• _Reading text_:
==================================================
Aleppo is under siege. Transporting heating oil for people to survive the winter has become a dangerous task. The price of mazout, the cheap fuel that heats most Aleppo homes, is now double what it is in Damascus, when people can find it. In Aleppo’s center, where the Syrian army maintains control with fortified positions, roadblocks, and regular patrols, the only commodity that seems to arrive without hindrance is food. Plentiful produce from local farms is on display on the open sidewalks that have replaced the burned-out fruit and vegetable stalls in the old souks.
The government’s brutal suppression of the rebels, especially the aerial bombardment of densely populated urban areas, has pushed some regime supporters into the arms of the opposition. One young woman, who told me in April that she loved Bashar al-Assad, said that she wept when she saw his air force bombing Aleppo. A physician, whose anti-regime views were familiar to me, said, “The majority of the Syrian people don’t want Bashar al-Assad because of what happened in the last ten years. We want change, but not like this.” This is a topsy-turvy war in which loyalties and animosities can no longer be predicted.
Syria’s war is anything its fighters want it to be. It is a class war of the suburban proletariat against a state army financed by the bourgeoisie. It is a sectarian war in which the Sunni Arab majority is fighting to displace an Alawi ruling class. It is a holy war of Sunni Muslims against all manifestations of Shiism, especially the Alawite variety. The social understandings on which Aleppo prided itself are unraveling. Muslim fundamentalists have targeted Christian churches and Shiite mosques. Arabs have fought Kurds. Iraqi Shiites and Sunnis have crossed the border to fight each other in Syria.
Emigration, a remote option last April, has become common among those with the money, languages, and education to make livings outside. A civil engineer who has served years in prison for criticizing the regime said, “Syrians are destroying each other. Education, how to live together, it’s all being destroyed. You can see it in the official workplaces. The attitudes are different. People who were not religious, even Communists, are becoming more religious.” An uprising that began in March 2011 with the modest hope of reforming the country has degenerated into a Hobbesian bellum omnium contra omnes.
One’s choice of armies depends on experience. Those who have been tortured by government security forces look to the Free Army for deliverance, while anyone whose son or father has been kidnapped by the Free Army demands government protection. During the six months since my last visit to Aleppo, opinions shifted in unexpected ways. The Christians were for the most part in favor of the regime or neutral, hoping to avoid the attentions of either side. When I met the Syrian Orthodox metropolitan of Aleppo, Mar Gregorios Yohanna Ibrahim, at Easter, he said with an encouraging laugh, “Am I worried? Yes. Am I afraid? No.” Aleppo was quiet, though conflicts in the rest of Syria were clear harbingers of the earthquake about to hit. At the time, Mar Gregorios was convinced that the regime and the opposition could resolve their differences: “If we solve our internal problem and sit down and talk, we can have a constructive dialogue. We can gradually rebuild our society.” As bishop of a small community of about 200,000 in Syria, he accepted that the regime had protected Christians while avoiding a commitment to either side.
==================================================
• _Tasks to complete_:
(a) Retype the passage of the Aleppo article between "Emigration, a remote" and "omnium contra omnes.", inclusive.
(b) Using the Aleppo article, decide whether each statement agrees with it. Answer yes or no, and quote the deciding words from the article for each. (i) Mazout costs twice as much in Aleppo as in Damascus. (ii) Emigration was already common last April. (iii) The Syrian Orthodox metropolitan of Aleppo said he was afraid.
(c) Proceed with the Aleppo article, starting after its final sentence.
==================================================
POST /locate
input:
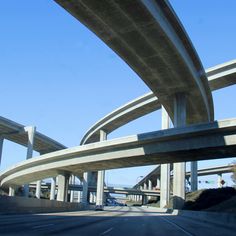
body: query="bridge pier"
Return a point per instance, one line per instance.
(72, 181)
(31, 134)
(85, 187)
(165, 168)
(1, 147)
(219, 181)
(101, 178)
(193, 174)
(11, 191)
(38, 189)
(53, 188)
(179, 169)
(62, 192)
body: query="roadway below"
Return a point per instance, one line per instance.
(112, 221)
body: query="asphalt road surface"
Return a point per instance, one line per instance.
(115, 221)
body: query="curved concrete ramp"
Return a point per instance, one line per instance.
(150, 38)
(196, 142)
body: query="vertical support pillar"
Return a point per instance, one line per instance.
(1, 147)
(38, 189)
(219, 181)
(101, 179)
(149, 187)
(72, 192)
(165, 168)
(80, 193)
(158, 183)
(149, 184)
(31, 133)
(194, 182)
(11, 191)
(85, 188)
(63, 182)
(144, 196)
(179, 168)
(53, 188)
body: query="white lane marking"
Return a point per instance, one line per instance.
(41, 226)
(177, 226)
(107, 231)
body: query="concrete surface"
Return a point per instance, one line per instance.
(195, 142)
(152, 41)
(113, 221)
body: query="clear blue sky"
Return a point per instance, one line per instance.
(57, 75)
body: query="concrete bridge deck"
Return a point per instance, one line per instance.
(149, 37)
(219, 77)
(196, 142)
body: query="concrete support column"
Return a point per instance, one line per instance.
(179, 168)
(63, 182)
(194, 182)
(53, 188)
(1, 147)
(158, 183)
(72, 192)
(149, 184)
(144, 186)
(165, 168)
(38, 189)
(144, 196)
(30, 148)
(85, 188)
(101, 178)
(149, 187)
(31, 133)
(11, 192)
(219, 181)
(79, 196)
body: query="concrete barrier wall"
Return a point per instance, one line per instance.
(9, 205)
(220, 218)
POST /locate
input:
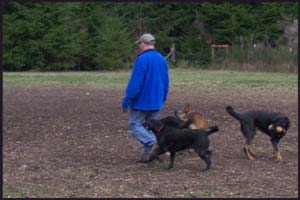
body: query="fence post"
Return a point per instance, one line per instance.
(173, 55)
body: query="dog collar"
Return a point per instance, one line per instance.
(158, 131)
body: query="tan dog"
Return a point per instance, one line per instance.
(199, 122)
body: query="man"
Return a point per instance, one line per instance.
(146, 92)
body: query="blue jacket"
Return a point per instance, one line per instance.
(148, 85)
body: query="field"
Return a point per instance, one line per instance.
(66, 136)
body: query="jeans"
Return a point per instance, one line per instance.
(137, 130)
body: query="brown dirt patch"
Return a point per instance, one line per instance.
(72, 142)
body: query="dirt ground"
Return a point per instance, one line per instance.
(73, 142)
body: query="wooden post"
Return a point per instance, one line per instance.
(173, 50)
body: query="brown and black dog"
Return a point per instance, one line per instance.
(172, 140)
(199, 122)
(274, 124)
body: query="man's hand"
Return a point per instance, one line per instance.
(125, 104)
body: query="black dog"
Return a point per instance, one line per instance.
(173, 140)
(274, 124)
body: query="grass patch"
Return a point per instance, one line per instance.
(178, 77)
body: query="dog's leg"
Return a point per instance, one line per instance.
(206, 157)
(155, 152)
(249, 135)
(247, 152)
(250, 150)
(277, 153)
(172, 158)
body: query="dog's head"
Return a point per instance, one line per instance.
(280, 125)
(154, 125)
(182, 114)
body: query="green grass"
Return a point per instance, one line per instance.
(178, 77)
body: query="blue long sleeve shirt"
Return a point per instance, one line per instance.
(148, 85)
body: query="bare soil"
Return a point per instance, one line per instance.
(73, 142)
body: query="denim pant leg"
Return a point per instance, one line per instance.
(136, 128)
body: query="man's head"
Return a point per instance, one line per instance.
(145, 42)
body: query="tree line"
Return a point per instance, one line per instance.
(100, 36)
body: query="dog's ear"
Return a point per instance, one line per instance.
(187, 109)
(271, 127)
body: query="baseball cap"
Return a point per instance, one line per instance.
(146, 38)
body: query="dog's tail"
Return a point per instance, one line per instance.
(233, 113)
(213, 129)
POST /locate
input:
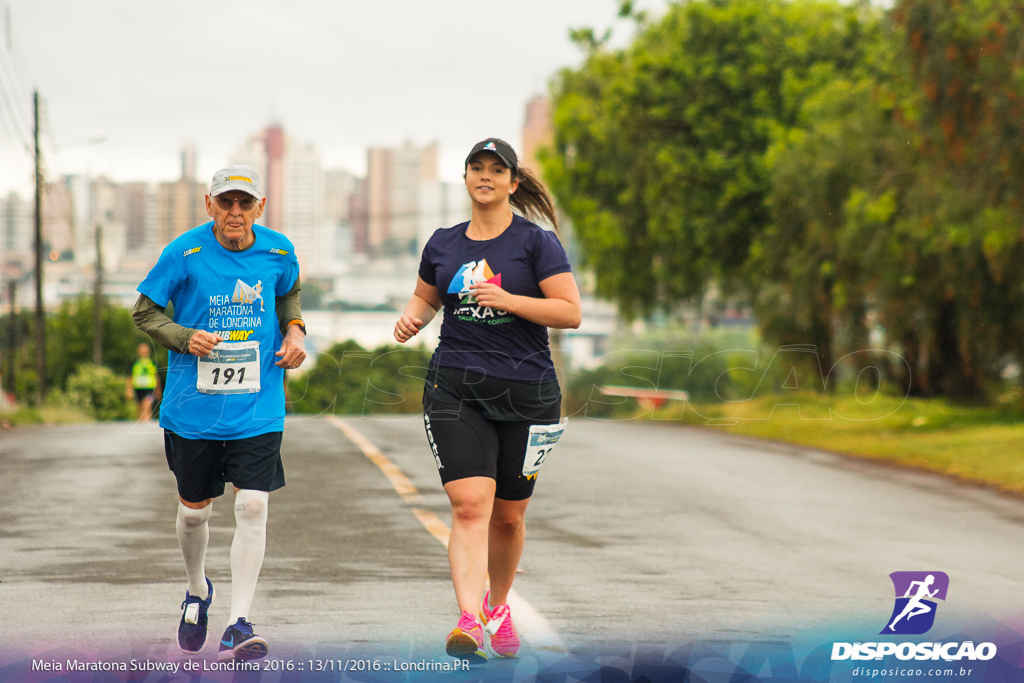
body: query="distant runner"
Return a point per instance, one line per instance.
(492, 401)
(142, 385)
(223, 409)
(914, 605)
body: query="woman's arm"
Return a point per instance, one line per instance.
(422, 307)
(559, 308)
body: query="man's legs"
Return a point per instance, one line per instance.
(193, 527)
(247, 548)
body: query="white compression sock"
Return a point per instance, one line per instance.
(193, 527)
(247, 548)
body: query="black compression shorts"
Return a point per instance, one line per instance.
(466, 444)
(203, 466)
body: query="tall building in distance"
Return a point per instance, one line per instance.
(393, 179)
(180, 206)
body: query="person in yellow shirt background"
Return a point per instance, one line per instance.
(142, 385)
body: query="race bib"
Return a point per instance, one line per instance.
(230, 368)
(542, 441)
==================================================
• _Answers to the exercise_:
(a)
Emigration, a remote option last April, has become common among those with the money, languages, and education to make livings outside. A civil engineer who has served years in prison for criticizing the regime said, “Syrians are destroying each other. Education, how to live together, it’s all being destroyed. You can see it in the official workplaces. The attitudes are different. People who were not religious, even Communists, are becoming more religious.” An uprising that began in March 2011 with the modest hope of reforming the country has degenerated into a Hobbesian bellum omnium contra omnes.

(b)
(i) Yes: "The price of mazout, the cheap fuel that heats most Aleppo homes, is now double what it is in Damascus"
(ii) No: "Emigration, a remote option last April, has become common"
(iii) No: "Am I afraid? No."

(c)
Now, however, his worry has turned to fear. On the night I saw him in the sheltered confines of his rectory in the middle of Aleppo, he had just received a shock. “I was optimistic for the last weeks, but I visited my school today. Out of 550 students, only fifty are left.” Along with his discovery that every day about twenty of his local congregation were receiving visas for foreign countries, the collapse of the school had changed him from the jocular, relaxed prelate I met in October to a profoundly shaken man with little hope for his country’s future. “The issue now,” he said, “is how to convince the president to step down.” This was the first time I had heard a Christian bishop call for Bashar al-Assad to end the war by leaving office.
Didn’t Mar Gregorios fear the Muslim Brotherhood? “If there is democracy, there will be rights for all the minorities,” he said. “I don’t think fanatics and the Muslim Brotherhood are planning to control this country. They plan to be a part.” Walking back to the Park Hotel at the edge of the public gardens that evening, I heard in the distance the steady beat of artillery and machine-gun fire that no one in Aleppo can ignore any longer. It comes closer at times, then seems to recede to the outskirts, but it is always there, day and night.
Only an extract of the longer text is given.